Supplied information |
:::::

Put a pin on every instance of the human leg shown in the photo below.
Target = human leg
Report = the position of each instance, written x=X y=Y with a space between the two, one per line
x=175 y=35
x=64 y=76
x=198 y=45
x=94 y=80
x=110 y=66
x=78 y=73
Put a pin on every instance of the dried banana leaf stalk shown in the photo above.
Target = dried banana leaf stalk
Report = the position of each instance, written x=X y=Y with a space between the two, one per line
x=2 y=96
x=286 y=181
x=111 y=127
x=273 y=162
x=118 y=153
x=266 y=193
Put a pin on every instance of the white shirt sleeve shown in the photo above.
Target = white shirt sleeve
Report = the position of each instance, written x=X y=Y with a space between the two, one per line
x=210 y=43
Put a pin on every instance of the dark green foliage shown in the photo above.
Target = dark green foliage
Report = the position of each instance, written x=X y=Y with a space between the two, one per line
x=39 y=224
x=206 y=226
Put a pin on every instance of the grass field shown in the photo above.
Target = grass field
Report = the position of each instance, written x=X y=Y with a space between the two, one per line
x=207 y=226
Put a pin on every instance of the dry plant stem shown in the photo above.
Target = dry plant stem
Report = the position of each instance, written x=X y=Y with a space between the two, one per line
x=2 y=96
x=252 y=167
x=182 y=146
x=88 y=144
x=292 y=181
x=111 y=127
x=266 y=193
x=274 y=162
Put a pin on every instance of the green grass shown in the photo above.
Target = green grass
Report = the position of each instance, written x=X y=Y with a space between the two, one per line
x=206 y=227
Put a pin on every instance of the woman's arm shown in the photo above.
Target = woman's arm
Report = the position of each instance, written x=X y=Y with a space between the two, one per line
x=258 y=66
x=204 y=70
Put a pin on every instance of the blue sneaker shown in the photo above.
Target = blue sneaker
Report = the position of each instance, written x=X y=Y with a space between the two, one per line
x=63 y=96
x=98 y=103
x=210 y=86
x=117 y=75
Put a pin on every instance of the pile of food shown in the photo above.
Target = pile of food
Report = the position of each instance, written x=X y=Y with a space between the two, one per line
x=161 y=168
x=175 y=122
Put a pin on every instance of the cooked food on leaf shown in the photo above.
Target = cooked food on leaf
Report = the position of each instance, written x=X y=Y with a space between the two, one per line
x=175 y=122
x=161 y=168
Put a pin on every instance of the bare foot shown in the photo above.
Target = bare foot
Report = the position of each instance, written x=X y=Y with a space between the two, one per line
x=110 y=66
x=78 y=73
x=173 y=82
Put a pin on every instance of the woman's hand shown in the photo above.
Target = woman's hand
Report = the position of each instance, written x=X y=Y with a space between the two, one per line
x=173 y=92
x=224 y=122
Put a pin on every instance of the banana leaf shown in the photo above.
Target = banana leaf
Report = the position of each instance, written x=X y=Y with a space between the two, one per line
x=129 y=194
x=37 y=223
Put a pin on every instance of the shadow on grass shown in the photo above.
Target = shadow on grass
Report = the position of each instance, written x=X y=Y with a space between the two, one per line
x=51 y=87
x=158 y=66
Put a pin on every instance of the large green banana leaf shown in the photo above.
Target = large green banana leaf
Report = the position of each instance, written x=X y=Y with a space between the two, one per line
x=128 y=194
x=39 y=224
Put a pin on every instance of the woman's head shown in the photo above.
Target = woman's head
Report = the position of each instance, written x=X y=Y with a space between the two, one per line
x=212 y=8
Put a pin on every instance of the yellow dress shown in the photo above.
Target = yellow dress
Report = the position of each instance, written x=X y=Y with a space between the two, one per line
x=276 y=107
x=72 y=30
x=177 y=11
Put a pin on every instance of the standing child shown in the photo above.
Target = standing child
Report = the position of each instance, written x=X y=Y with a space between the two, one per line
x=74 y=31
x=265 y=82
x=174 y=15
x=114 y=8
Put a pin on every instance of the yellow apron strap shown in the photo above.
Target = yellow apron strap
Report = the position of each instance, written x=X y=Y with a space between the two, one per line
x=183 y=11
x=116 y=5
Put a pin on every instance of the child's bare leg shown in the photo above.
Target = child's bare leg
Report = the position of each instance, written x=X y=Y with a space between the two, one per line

:::::

Render every line of the entries above as a Markdown table with the columns No. and Text. Give each line a row number and leave out blank lines.

Complete answer |
| No. | Text |
|---|---|
| 1 | Put a pin on every instance of the human leg shown in the photo below. |
| 2 | Target = human leg |
| 3 | Report = the position of each instance, written x=X y=Y with a space between the two, one per line |
| 4 | x=175 y=35 |
| 5 | x=64 y=76 |
| 6 | x=198 y=45 |
| 7 | x=94 y=80 |
| 8 | x=110 y=66 |
| 9 | x=78 y=73 |
| 10 | Put a pin on every instance of the dried banana leaf stalk shown in the photo above. |
| 11 | Target = dried banana leaf stalk |
| 12 | Report = the position of each instance, written x=X y=Y with a space between the two, one per line |
| 13 | x=2 y=96 |
| 14 | x=286 y=181 |
| 15 | x=111 y=127 |
| 16 | x=273 y=162 |
| 17 | x=118 y=153 |
| 18 | x=266 y=193 |
| 19 | Put a pin on every instance of the white shirt sleeve shown in the photo above. |
| 20 | Target = white shirt sleeve |
| 21 | Report = the position of each instance, written x=X y=Y with a space between the two, one per line |
| 22 | x=210 y=43 |
| 23 | Put a pin on every instance of the dark green foliage shown in the photo above. |
| 24 | Target = dark green foliage |
| 25 | Report = the position of each instance, written x=X y=Y with a space between the two, one per line |
| 26 | x=39 y=224 |
| 27 | x=206 y=226 |
| 28 | Put a pin on every instance of the grass field shown in the photo above. |
| 29 | Target = grass field |
| 30 | Report = the position of each instance, written x=X y=Y with a space between the two, one per line |
| 31 | x=207 y=226 |
| 32 | Put a pin on every instance of the dry plant stem shown in the photo above. |
| 33 | Target = dry plant stem |
| 34 | Report = the position of each instance, written x=X y=Y with a space between the two, one per line |
| 35 | x=2 y=96 |
| 36 | x=252 y=167 |
| 37 | x=182 y=146 |
| 38 | x=88 y=144 |
| 39 | x=292 y=181 |
| 40 | x=111 y=127 |
| 41 | x=266 y=193 |
| 42 | x=274 y=162 |
| 43 | Put a pin on every instance of the green grass shown in the photo above. |
| 44 | Target = green grass |
| 45 | Report = the position of each instance, written x=X y=Y with a space between the two, one per line |
| 46 | x=206 y=227 |
| 47 | Put a pin on every instance of the woman's arm shown in the photo above. |
| 48 | Target = woman's arm |
| 49 | Report = the position of each instance, written x=X y=Y with a space between the two, one per line |
| 50 | x=258 y=66 |
| 51 | x=204 y=70 |
| 52 | Put a pin on every instance of the blue sneaker shown in the photo above. |
| 53 | Target = blue sneaker |
| 54 | Report = the position of each instance, written x=X y=Y with a space between the two, one per line |
| 55 | x=63 y=96 |
| 56 | x=98 y=103 |
| 57 | x=210 y=86 |
| 58 | x=117 y=75 |
| 59 | Put a pin on every instance of the pile of food shown in the photo above. |
| 60 | Target = pile of food |
| 61 | Report = the position of each instance, written x=X y=Y with a space between the two, one per line |
| 62 | x=161 y=168 |
| 63 | x=175 y=122 |
| 64 | Put a pin on every instance of the cooked food on leaf shown in the photo above. |
| 65 | Target = cooked food on leaf |
| 66 | Report = the position of each instance, written x=X y=Y with a space between the two, one per line |
| 67 | x=175 y=122 |
| 68 | x=161 y=168 |
| 69 | Put a pin on every instance of the bare foot shown in the photo above. |
| 70 | Target = bare foot |
| 71 | Report = the position of each instance, written x=X y=Y with a space between the two, one per line |
| 72 | x=110 y=66 |
| 73 | x=78 y=73 |
| 74 | x=173 y=82 |
| 75 | Put a pin on every instance of the woman's hand shown in the photo above. |
| 76 | Target = woman's hand |
| 77 | Report = the position of each instance, written x=X y=Y with a space between the two, one per line |
| 78 | x=173 y=92 |
| 79 | x=224 y=122 |
| 80 | Put a pin on every instance of the banana leaf shown in the photo above. |
| 81 | Target = banana leaf |
| 82 | Report = the position of each instance, written x=X y=Y with a space between the two, one per line |
| 83 | x=129 y=194 |
| 84 | x=37 y=223 |
| 85 | Put a pin on every instance of the shadow on grass shown in the photo above. |
| 86 | Target = shadow on grass |
| 87 | Report = the position of each instance, written x=X y=Y with a space between the two, one per line |
| 88 | x=51 y=87 |
| 89 | x=158 y=66 |
| 90 | Put a pin on every instance of the large green banana leaf shown in the photo above. |
| 91 | Target = large green banana leaf |
| 92 | Report = the position of each instance, written x=X y=Y with a space between the two, one per line |
| 93 | x=128 y=194 |
| 94 | x=39 y=224 |
| 95 | Put a pin on every instance of the woman's head shown in the photo above. |
| 96 | Target = woman's head |
| 97 | Report = the position of each instance, written x=X y=Y with a space between the two, one per line |
| 98 | x=212 y=8 |
| 99 | Put a pin on every instance of the yellow dress shown in the photo above. |
| 100 | Target = yellow dress |
| 101 | Report = the position of each instance, written x=X y=Y with a space between the two, one per line |
| 102 | x=276 y=107 |
| 103 | x=72 y=30 |
| 104 | x=177 y=11 |
| 105 | Put a pin on every instance of the standing child shown in the photo above. |
| 106 | Target = standing child |
| 107 | Report = the position of each instance, written x=X y=Y with a space between the two, one per line |
| 108 | x=74 y=31 |
| 109 | x=265 y=82 |
| 110 | x=174 y=15 |
| 111 | x=114 y=8 |
| 112 | Put a pin on every instance of the yellow apron strap shown in the photo above. |
| 113 | Target = yellow apron strap |
| 114 | Report = the position of each instance, written x=X y=Y with a space between the two, one per line |
| 115 | x=183 y=11 |
| 116 | x=116 y=5 |
| 117 | Put a pin on every instance of the child's bare leg shown in the photo above. |
| 118 | Target = child's bare leg |
| 119 | Report = the position of each instance, written x=X y=Y with a space between the two, one per line |